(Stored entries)

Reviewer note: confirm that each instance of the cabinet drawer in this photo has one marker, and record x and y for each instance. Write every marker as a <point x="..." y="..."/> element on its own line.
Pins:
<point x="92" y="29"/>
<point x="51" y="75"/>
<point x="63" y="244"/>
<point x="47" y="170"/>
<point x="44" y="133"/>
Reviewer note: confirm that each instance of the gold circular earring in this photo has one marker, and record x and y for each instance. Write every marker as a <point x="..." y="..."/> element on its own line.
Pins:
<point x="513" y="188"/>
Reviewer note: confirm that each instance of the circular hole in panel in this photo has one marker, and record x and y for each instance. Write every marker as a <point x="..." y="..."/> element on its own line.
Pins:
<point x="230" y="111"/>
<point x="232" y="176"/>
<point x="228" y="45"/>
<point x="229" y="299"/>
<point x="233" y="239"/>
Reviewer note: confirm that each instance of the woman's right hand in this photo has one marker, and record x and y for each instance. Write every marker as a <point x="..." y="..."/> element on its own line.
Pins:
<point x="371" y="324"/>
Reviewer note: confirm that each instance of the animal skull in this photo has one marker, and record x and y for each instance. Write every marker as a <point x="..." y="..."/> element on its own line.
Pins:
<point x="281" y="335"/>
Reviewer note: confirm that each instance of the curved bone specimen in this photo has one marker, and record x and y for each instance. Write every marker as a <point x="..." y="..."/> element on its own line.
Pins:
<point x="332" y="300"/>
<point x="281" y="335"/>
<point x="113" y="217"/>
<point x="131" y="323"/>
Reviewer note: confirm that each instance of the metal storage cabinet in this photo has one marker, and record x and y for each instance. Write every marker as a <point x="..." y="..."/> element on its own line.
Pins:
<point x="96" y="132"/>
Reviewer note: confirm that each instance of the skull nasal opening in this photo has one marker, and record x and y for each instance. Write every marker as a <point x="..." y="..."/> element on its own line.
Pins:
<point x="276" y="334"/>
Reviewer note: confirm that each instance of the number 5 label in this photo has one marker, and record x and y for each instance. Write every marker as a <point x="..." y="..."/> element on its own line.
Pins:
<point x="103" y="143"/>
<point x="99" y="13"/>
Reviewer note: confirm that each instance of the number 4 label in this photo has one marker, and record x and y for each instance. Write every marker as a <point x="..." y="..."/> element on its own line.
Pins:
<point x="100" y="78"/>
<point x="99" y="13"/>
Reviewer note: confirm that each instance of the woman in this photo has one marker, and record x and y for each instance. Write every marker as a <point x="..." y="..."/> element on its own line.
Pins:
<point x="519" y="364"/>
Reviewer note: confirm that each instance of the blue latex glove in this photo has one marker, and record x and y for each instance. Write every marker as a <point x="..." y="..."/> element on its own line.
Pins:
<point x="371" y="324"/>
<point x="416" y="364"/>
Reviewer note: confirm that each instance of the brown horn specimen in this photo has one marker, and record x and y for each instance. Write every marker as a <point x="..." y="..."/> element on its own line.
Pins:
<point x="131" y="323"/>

> _Task prompt_: An exact copy of the line containing "Reviewer note: confirm that each instance of the number 5" and all lines after it, through the last line of the entries, is the required answer.

> _Result of this exercise_:
Reviewer note: confirm that each instance of the number 5 label in this photo has one marker, and record x and y for each instance. Write every marker as a <point x="..." y="..."/> element on its own line.
Pins:
<point x="103" y="143"/>
<point x="99" y="13"/>
Reviewer note: confirm that each instance of the number 4 label in this photo has one marker, and record x and y for each instance. Write every marker as a <point x="..." y="..."/> element on its own line.
Pins:
<point x="100" y="78"/>
<point x="99" y="13"/>
Reviewer note: confirm that each instance of the woman in this photo has one marker, and record x and y for each instance. Write every marker as a <point x="..." y="..."/> element on its own line.
Pins:
<point x="519" y="364"/>
Reviewer note: confirm that each instance of the blue latex glove in this photo has one marker, and record x and y for each instance. Write every marker as a <point x="..." y="..."/> element on its own line.
Pins:
<point x="371" y="324"/>
<point x="416" y="364"/>
Reviewer note: confirm that each instance of the brown horn specimen in this photo has one marker, and record x and y for each instance. Write every marker as a <point x="..." y="..."/> element on its own line.
Pins:
<point x="131" y="323"/>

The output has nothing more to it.